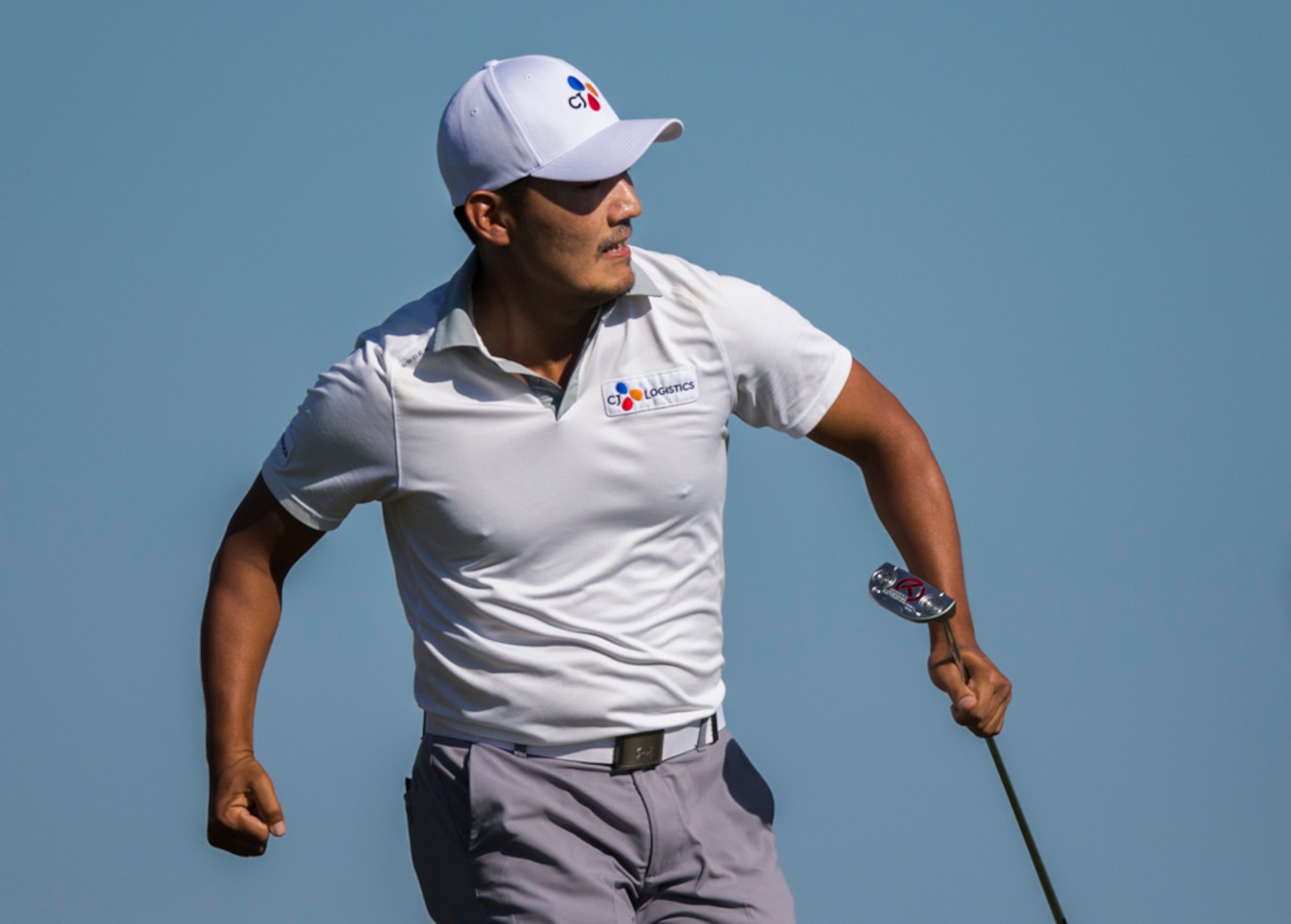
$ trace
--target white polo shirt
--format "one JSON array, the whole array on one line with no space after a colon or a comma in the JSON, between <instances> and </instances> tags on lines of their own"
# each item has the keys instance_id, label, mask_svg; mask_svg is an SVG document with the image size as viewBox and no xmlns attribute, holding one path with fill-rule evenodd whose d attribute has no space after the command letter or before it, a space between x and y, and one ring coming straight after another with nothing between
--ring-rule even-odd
++++++
Copy the lines above word for word, but leave out the picture.

## SOLVED EXERCISE:
$ trace
--target white polo shirt
--format "one JSON array, the whole array on one line with no space after a colon or a comma in the JSON, between <instances> and </instances> tags on lines of their own"
# each item has the keys instance_id, label, mask_svg; mask_svg is an SVG document with the image size as viewBox and no xmlns attribute, holding one path with fill-rule evenodd whose d attribute has no space after the command letter or before it, a space between x and y, and one ring coming straight after another with nothing between
--ring-rule even-odd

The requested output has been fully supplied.